I look around. Two lamps hang from an orange cord from an old-growth oak. There’s a tobacco-coloured tarp hanging above me. Resolutely patched, always ready to swell with the waters a Dartmoor sky so generously deposits. At some point I will take my walking staff and gingerly tip the awaiting ponds off the tarp and onto the soil.
It is deep night now, and the mood is utterly different. I am thinking it’s not always the Devil that Robert Johnson meets at the crossroads. I say it again, out loud this time: it’s not always the Devil that Robert Johnson meets at the crossroads. Like Rilke, I can’t follow a God not webbed in shadows. I can’t follow a God who didn’t weep on the Hill of the Skull. I will meet you in the dark Yeshua, and I am scared and I am small. And I ask you Lord of Elements, make of me a joyful noise. I am scrunched up in my dark-night-terrors, my Cross of John teeth gnashing and I will reach out for your fur in the black. My joyful noise is not for coin in hat. I will remember the conditions of the arrangement.
Once there was a boy who couldn’t sing in a village when they prized song most of all. So terrible was his croak they called him No Song. One night on the edge of the settlement he met Coyote. In exchange for a pot of stew, Coyote gave him a song so beautiful when he sang it the women thought of love and the men thought of God. But there were stipulations. He must only sing it at sacred times – marriages, funerals, births, deep religious moments. But as the years went by the boy – who the villagers now called Sings Beautifully – forgot he’d ever not been able to sing like that. He sang for his supper, sang for approval, sang for coin. Coyote watched from the treeline and said, Indeed, Indeed, Indeed. And one night, when the boy was sleeping, Coyote came and he took the song away.
We’ve all been that boy. It’s amazing that the door of mercy remains open to us, but it does.
Yeshua, I reach for your fur in the darkness.
I don’t think of heaven much. Not in the punishment and reward scheme sense of it, anyway. As for what happens when we die, well, I’m not dead yet. Not for a long time I would hope. Ages. Maybe heaven starts out as consciousness. At least the kind we glimpse this end. Maybe the heavenly consciousness we build up on earth whirls and deepens and dances and hopefully becomes the currach in which we sail out from the flesh-body at the time of death. Heavenly planks, heavenly paddle, heavenly tar, heavenly hide. Help me with heaven dear Yeshua, I’m so crude with all this. My currach goes in circles.
Diminishment not excess leads to the Palace of Wisdom, I say, contradicting Blake, albeit reluctantly. I think of Mary of Egypt or St Seraphim the Friend of Bears. Dear Mary loved excess, loved partying, loved the wild-whoop of desire till she no longer could control it. She danced to its incessant demands. Some energy blocked her entrance to a church one day, and she found a longing that was greater than her regular desires. It would be a tough but beautiful road for her. Over decades of solitude, sand and prayer, she became as deep as the desert itself, and as wise. Wise as a serpent, innocent as a dove. The red shoes no longer controlled her dancing. Mary of Egypt is often depicted as a skinny old woman, brown as a berry with wild silver hair, sometimes naked.

| Given problem |
Answer these questions from the passage above:
(a) What color is the cord that the two lamps hang from?
(b) What did the boy give Coyote in exchange for the song?
(c) What kind of hair is Mary of Egypt often depicted with?

| Information supplied |
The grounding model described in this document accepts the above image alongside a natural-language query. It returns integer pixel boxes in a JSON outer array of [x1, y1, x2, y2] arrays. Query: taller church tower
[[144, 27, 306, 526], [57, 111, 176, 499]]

| Response to the task |
(a) Orange.
(b) A pot of stew.
(c) Wild silver hair.